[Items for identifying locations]
- - - - -

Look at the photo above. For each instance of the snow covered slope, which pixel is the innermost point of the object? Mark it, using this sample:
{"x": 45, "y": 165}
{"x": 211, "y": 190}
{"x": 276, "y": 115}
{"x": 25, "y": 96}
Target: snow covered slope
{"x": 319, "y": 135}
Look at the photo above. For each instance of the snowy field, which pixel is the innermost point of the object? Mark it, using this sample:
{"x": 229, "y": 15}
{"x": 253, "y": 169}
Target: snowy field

- - - - -

- [STATED EXERCISE] Format every line of the items above as a JSON list of strings, one string per line, skipping any blank lines.

- [SOLUTION TO THIS EXERCISE]
[
  "Look at the photo above. For each instance of the snow covered slope, which pixel is the innermost point of the object? Mark it, using this sample:",
  "{\"x\": 45, \"y\": 165}",
  "{\"x\": 211, \"y\": 190}",
  "{\"x\": 276, \"y\": 115}",
  "{\"x\": 25, \"y\": 96}",
  "Target: snow covered slope",
  "{\"x\": 319, \"y\": 135}",
  "Look at the photo above. For each instance of the snowy field, which pixel is the innermost point of the object? Mark it, using this sample:",
  "{\"x\": 229, \"y\": 15}",
  "{\"x\": 253, \"y\": 169}",
  "Target: snowy field"
]